[Begin Items]

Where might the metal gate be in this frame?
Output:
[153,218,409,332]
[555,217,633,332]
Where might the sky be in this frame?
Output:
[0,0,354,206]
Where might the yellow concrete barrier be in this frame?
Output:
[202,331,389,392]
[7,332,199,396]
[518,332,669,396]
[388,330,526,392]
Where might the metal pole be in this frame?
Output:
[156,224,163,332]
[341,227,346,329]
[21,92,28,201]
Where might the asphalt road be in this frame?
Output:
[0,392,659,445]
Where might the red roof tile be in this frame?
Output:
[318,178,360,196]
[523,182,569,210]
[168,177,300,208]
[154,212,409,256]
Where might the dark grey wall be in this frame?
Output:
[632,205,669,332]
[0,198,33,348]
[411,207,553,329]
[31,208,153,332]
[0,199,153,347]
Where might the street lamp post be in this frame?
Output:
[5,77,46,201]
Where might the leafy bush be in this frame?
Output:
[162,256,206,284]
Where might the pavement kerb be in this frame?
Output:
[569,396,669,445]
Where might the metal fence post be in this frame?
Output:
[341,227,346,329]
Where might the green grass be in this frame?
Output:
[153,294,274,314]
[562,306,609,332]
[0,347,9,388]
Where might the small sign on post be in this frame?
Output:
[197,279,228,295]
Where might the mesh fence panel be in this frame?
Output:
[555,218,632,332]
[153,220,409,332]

[End Items]

Reproduce all of the items above verbatim, keeping every line unchanged and in its original order.

▶ **In response**:
Where might the metal gate be in this frame?
Output:
[153,218,409,332]
[555,217,633,332]
Where might the sky be in this frame?
Output:
[0,0,354,206]
Where might the yellow concrete barrier be in this frame?
Output:
[202,331,389,392]
[7,332,199,396]
[518,332,669,396]
[388,330,526,392]
Where might the metal pole be in this frame?
Output:
[156,224,163,332]
[341,227,346,329]
[21,92,28,201]
Where might the asphalt road be in this frame?
Output:
[0,392,659,445]
Where might the red roof tile be in this frame?
Output:
[318,178,360,196]
[523,182,569,210]
[168,177,300,208]
[154,212,409,256]
Where might the dark grey wall be in this frame?
Output:
[632,205,669,332]
[0,198,33,348]
[411,207,553,329]
[31,208,153,332]
[0,199,153,347]
Where might the street lamp post be in this frame?
Output:
[5,77,46,201]
Where might the leafy bush be in this frame?
Output:
[162,256,206,284]
Where might the pavement kerb be in this frame?
Output:
[569,396,669,445]
Where might the metal fence post be in this frame?
Output:
[341,227,346,329]
Where might the green grass be in this frame?
Output:
[153,294,274,314]
[562,306,609,332]
[0,347,9,388]
Where might the small sign on post be in this frame?
Output:
[197,279,228,295]
Where might the mesh fence panel be in this frame?
Output:
[555,218,632,332]
[153,220,409,332]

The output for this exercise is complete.